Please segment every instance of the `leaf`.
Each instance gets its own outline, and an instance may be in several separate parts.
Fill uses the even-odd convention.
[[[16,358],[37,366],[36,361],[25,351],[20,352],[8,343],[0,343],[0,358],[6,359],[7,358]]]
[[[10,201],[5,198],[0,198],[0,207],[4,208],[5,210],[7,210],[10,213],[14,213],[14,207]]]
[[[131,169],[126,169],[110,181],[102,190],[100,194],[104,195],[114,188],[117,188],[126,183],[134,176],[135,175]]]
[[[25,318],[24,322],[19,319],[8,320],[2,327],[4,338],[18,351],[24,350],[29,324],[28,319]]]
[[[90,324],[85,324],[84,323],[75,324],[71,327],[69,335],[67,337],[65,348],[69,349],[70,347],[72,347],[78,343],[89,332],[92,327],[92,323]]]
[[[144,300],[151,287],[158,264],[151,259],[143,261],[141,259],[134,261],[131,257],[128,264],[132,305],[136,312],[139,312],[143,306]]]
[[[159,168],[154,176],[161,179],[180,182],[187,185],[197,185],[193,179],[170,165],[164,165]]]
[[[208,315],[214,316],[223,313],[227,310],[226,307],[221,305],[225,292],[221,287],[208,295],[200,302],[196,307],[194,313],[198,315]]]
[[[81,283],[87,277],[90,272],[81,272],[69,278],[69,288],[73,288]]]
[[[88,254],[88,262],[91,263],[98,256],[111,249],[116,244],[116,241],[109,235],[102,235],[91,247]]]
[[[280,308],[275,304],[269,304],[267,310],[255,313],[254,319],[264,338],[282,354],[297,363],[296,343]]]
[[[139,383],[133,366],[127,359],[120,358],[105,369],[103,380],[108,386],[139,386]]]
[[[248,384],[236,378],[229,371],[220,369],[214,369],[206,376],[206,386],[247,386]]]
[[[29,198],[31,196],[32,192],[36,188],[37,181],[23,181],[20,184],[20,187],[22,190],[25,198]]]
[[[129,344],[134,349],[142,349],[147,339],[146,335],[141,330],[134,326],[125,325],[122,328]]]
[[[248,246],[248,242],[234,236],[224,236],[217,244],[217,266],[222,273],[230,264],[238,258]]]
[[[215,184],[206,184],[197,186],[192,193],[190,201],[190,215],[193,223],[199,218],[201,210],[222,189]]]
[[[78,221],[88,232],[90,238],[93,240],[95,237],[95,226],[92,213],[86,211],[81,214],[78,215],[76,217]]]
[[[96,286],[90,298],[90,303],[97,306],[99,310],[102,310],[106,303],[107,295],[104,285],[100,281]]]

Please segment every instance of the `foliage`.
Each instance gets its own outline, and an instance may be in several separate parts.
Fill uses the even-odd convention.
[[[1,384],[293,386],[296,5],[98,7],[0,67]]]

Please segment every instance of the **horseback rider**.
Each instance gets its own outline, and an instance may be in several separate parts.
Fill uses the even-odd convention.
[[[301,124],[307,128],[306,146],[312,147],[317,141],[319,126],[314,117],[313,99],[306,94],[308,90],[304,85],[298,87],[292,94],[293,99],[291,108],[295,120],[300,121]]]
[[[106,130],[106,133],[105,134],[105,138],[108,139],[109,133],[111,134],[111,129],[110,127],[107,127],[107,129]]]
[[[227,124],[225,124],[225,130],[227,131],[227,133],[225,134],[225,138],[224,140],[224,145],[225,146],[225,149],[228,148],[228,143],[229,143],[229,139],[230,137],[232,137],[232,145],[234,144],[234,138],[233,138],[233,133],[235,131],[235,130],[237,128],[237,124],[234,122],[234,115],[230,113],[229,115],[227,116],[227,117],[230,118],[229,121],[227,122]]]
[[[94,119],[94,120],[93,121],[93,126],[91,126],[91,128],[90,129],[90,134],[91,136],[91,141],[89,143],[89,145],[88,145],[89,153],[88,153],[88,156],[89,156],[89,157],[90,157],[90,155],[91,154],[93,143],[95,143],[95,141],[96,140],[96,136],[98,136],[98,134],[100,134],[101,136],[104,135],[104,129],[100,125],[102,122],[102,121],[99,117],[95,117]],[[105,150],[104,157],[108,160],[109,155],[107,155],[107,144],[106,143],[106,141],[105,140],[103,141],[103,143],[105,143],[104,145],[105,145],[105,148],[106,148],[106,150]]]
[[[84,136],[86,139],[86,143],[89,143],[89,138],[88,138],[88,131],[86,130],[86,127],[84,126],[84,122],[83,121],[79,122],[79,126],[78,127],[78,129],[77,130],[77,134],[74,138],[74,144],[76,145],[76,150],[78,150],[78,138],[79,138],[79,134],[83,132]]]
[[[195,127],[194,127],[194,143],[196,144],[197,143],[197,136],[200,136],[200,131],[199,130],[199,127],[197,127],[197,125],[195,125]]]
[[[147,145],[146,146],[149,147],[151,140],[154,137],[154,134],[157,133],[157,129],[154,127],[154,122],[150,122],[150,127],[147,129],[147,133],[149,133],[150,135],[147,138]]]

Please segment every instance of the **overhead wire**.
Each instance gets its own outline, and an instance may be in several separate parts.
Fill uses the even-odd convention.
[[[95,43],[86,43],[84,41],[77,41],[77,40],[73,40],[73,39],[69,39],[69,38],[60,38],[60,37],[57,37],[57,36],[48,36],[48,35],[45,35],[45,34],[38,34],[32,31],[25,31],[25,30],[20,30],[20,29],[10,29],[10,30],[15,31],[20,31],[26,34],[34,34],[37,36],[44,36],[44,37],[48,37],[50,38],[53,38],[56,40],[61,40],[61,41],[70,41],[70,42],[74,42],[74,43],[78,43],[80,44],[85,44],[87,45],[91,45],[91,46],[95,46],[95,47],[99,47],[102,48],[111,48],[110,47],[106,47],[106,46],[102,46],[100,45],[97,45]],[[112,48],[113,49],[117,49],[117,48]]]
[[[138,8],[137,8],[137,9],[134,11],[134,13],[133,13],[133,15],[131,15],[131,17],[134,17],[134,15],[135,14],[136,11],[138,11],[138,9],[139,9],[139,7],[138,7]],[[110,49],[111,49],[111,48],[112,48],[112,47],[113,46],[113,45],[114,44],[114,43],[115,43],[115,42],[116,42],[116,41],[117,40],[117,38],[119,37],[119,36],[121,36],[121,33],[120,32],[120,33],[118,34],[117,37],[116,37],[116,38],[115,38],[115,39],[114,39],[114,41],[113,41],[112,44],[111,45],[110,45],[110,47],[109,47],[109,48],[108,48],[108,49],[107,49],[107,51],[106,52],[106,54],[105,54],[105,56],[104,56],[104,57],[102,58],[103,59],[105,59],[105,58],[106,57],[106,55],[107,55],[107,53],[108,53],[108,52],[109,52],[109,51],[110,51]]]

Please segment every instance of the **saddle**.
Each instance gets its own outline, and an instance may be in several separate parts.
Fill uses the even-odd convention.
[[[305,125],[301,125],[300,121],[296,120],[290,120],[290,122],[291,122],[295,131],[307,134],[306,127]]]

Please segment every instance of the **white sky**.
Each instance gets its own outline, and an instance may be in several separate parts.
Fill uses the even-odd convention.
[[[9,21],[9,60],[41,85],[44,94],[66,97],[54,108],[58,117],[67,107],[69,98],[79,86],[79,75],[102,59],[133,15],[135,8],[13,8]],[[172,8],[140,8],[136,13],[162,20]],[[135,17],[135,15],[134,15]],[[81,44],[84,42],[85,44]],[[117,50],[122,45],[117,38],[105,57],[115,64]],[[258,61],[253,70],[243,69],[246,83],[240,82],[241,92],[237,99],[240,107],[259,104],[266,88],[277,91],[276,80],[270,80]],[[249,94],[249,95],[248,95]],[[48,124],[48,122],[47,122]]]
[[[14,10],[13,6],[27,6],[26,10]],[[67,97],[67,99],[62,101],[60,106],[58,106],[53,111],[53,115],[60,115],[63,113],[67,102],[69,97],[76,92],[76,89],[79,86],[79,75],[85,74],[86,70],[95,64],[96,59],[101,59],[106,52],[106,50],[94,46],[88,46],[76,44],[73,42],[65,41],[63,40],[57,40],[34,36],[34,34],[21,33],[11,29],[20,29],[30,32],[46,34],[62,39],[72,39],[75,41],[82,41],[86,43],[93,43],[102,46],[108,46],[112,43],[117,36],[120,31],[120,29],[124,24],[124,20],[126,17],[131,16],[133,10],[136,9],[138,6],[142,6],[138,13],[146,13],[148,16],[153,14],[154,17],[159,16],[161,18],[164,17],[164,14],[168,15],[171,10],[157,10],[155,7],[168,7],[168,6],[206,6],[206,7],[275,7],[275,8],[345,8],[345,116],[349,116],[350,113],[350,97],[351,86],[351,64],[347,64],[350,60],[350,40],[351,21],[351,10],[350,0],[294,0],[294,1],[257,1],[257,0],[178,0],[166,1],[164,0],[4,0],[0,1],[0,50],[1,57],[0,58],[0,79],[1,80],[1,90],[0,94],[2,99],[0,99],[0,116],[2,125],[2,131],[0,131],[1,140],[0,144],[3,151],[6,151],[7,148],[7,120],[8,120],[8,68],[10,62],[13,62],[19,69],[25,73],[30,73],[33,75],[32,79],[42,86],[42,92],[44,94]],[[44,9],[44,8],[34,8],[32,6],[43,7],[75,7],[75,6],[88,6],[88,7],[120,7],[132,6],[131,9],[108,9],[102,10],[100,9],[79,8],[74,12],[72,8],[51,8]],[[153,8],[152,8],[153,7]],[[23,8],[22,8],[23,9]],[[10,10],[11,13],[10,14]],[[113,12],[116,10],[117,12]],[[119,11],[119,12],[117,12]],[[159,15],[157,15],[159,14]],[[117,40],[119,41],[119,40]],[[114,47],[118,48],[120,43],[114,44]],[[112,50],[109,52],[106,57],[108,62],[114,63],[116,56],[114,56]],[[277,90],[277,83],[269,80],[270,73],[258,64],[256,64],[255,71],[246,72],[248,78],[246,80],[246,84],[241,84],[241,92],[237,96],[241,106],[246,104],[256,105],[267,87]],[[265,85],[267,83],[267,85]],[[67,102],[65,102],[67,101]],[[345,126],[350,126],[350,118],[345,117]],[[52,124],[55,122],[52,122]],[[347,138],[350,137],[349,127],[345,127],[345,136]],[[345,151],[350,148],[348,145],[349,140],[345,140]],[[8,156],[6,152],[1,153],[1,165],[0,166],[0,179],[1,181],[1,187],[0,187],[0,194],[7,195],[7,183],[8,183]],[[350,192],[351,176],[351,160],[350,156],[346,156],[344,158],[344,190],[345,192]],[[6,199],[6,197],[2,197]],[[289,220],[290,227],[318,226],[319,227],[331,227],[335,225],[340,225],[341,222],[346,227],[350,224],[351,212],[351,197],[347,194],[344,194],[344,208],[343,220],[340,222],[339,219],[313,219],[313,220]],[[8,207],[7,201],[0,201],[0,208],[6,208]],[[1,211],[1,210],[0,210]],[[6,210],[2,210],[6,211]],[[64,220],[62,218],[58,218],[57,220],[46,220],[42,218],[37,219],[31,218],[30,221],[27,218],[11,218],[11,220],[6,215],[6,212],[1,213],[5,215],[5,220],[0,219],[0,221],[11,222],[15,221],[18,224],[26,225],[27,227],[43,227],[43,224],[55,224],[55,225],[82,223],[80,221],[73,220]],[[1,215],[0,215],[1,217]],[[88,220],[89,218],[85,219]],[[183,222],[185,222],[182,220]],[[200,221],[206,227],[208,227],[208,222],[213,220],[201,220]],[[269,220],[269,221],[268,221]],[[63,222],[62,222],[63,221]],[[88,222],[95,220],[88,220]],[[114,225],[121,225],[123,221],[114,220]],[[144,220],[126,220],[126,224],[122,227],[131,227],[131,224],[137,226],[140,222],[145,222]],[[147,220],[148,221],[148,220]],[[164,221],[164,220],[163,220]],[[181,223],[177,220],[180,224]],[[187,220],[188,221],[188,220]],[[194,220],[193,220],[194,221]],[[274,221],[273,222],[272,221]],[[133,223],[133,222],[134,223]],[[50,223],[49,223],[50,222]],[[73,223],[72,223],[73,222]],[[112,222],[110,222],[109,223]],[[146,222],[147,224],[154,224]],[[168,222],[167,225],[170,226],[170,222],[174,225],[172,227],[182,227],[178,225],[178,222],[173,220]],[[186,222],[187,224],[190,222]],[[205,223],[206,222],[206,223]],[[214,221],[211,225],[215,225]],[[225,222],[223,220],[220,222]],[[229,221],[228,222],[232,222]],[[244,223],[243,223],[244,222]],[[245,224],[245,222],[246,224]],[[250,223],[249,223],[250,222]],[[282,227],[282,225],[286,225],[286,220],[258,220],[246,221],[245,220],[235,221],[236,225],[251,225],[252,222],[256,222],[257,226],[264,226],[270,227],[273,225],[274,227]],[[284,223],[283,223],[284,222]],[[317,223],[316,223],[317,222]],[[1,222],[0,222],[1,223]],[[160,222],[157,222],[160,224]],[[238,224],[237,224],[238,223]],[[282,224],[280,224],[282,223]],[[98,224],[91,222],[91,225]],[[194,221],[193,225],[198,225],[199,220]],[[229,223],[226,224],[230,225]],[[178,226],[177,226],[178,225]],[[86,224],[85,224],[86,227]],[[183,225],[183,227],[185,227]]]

########################################

Identify every line above that contains the word "Please". Case counts, so match capital and lowercase letters exactly.

• Problem solution:
Please segment every instance of the `leaf`.
Please segment every instance of the `foliage`.
Please segment every instance of the **horseback rider**.
Please segment every instance of the **overhead wire**.
Please segment every instance of the **saddle**.
Please segment every instance of the **white sky**.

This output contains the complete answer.